**Set task**
State how many lines of the records contain the string "bark", treating uppercase and lowercase as different. Give only the number.

(Records of labeled points)
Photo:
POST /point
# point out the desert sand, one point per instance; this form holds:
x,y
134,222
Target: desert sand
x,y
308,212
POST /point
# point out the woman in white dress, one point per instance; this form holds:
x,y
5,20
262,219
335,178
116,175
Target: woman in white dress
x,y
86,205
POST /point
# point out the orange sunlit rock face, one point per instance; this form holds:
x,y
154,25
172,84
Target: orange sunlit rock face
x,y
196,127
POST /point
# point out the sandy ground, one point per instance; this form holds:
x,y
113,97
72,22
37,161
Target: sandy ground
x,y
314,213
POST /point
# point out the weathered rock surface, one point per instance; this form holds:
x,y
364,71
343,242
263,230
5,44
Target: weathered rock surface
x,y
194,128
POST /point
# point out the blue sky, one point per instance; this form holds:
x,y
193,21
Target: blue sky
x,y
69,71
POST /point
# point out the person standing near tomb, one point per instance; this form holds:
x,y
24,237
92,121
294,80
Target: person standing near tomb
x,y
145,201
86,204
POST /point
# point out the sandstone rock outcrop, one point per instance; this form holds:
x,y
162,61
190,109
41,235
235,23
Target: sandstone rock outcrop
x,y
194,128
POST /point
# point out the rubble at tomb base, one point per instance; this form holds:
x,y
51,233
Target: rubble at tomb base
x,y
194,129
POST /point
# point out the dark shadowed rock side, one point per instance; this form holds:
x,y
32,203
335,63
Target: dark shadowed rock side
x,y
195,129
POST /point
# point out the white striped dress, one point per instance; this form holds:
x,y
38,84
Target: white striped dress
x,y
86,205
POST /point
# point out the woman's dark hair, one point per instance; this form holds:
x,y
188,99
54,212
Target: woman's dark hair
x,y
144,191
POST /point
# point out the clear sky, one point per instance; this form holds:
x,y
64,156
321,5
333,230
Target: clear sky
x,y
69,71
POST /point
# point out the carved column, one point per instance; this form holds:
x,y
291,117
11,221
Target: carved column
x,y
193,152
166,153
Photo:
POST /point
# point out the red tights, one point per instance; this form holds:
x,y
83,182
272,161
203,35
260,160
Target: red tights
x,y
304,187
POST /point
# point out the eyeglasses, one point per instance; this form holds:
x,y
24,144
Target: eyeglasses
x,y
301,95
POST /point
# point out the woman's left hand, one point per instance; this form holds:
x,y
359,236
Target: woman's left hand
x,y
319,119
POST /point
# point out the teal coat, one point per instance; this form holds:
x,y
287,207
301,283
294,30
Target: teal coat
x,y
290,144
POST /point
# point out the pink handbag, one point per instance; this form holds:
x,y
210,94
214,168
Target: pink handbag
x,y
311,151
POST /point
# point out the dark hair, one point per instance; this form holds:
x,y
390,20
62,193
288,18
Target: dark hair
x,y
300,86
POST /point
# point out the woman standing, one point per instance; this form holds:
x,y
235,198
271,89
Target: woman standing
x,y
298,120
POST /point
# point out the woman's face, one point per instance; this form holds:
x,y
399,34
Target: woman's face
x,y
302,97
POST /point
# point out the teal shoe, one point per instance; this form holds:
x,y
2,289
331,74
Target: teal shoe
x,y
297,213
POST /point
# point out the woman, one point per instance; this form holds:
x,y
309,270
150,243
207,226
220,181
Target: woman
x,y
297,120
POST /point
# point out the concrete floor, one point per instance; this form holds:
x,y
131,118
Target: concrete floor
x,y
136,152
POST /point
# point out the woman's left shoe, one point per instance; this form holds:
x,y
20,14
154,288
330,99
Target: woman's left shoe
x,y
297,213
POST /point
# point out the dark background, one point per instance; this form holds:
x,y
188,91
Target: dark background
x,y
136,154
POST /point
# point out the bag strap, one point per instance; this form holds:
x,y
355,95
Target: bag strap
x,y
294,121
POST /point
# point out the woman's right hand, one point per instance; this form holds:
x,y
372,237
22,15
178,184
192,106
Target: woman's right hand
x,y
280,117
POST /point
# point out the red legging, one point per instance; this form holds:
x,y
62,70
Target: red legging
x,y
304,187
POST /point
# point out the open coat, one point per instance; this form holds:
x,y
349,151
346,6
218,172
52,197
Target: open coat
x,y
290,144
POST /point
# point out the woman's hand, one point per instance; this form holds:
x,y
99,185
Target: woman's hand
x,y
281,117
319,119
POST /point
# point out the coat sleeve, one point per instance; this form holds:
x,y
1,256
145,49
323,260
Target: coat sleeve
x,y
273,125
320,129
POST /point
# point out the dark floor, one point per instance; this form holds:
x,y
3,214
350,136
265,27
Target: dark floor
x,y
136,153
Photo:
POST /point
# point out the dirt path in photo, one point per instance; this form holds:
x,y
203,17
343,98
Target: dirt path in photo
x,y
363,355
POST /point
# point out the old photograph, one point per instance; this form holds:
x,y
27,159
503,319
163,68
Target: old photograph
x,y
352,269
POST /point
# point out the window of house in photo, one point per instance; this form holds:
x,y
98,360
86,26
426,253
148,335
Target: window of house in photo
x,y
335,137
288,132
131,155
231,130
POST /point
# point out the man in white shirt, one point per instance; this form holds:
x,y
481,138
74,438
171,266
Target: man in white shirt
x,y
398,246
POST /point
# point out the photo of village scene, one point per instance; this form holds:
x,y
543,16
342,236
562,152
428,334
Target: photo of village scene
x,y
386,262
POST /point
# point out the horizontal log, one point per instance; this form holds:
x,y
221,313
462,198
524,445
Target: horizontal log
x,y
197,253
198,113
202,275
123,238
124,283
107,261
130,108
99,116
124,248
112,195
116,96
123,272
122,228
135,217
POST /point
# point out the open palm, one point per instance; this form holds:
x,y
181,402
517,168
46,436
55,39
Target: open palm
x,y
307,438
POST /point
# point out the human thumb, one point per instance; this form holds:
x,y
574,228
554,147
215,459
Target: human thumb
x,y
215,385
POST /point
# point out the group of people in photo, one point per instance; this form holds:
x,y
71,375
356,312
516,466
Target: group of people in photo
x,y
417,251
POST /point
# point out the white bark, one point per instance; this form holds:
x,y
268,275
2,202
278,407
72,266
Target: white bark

--

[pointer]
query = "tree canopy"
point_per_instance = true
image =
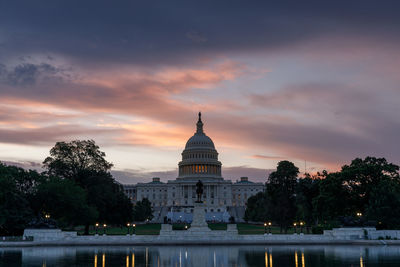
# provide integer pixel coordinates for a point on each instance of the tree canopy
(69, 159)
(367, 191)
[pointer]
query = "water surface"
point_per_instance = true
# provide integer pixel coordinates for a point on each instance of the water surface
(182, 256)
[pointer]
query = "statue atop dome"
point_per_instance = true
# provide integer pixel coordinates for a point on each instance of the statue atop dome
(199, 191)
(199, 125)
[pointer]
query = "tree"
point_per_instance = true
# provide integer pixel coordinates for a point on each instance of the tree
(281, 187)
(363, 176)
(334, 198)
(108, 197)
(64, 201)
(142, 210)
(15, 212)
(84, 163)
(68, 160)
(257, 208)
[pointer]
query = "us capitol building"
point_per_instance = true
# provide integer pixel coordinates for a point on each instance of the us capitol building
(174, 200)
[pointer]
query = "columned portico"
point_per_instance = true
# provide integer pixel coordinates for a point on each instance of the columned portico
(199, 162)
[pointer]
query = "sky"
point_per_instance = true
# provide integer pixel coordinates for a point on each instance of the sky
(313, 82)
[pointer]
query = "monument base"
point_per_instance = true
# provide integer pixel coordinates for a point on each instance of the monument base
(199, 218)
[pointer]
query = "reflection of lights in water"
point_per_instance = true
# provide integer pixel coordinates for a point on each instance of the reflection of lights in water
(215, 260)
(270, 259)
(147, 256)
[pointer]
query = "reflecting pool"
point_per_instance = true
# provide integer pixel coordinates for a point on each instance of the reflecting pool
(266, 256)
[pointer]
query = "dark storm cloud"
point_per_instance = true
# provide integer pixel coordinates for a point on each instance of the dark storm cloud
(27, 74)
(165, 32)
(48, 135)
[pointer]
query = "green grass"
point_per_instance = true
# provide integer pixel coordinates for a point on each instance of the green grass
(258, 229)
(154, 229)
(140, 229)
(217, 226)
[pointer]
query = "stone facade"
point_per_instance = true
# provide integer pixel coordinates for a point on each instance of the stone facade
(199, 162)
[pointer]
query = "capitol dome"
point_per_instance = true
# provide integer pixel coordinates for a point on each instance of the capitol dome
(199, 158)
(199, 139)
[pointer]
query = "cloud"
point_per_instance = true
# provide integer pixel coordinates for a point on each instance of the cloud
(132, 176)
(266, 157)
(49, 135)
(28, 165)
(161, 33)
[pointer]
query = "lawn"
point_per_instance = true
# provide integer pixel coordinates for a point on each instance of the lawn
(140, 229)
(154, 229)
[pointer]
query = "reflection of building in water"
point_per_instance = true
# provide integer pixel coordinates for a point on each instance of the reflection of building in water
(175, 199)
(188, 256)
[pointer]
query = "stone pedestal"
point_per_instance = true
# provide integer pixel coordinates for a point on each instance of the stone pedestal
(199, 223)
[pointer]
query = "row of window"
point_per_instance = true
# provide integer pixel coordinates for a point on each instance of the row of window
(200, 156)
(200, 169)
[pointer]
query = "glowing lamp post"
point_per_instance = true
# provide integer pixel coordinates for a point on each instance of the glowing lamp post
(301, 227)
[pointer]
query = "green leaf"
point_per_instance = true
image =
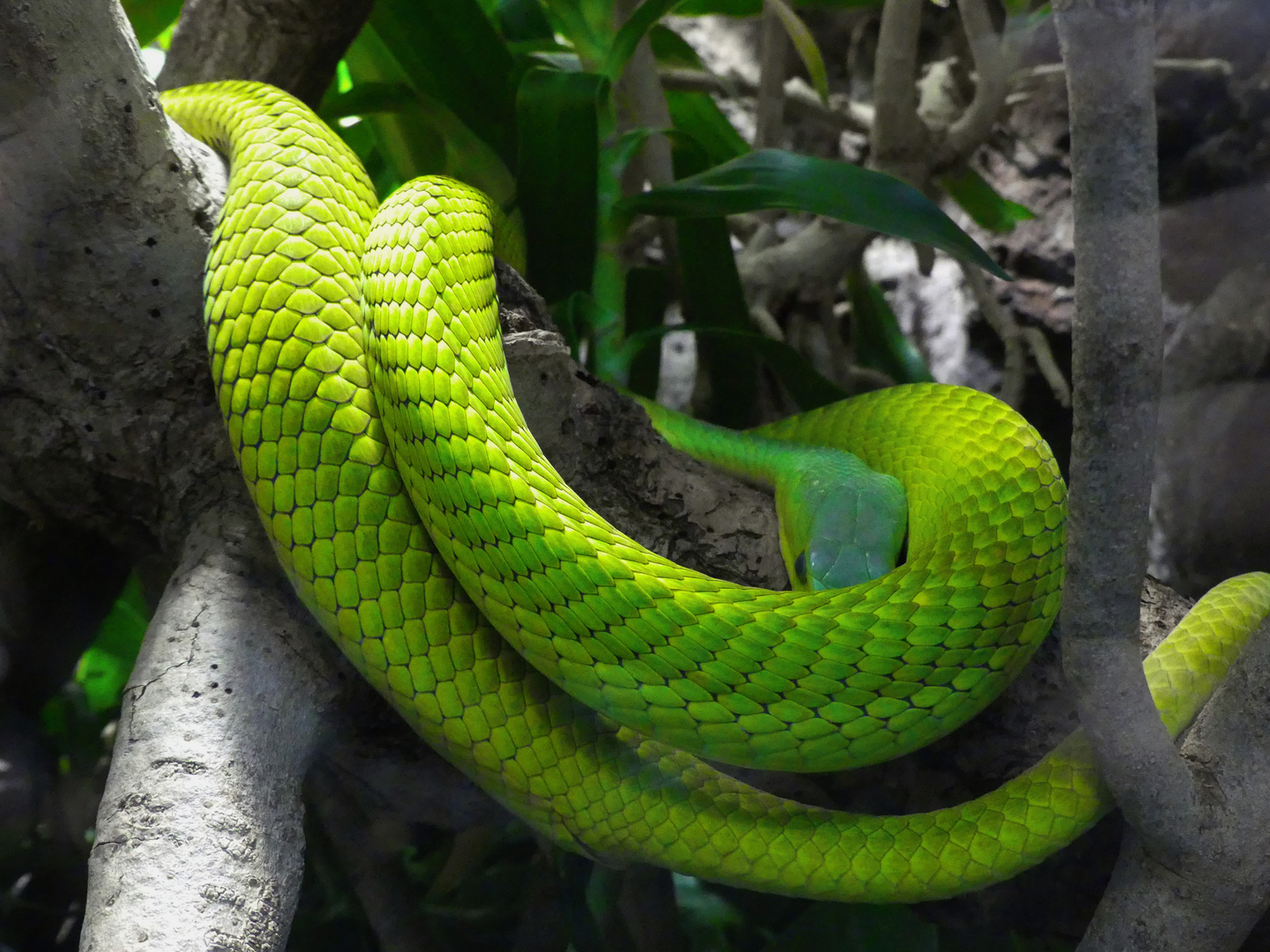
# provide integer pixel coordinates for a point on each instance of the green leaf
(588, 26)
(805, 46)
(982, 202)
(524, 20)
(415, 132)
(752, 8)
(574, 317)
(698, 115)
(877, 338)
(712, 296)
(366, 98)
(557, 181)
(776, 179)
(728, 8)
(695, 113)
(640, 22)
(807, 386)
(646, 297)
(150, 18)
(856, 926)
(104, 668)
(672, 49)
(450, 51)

**Exercise answer**
2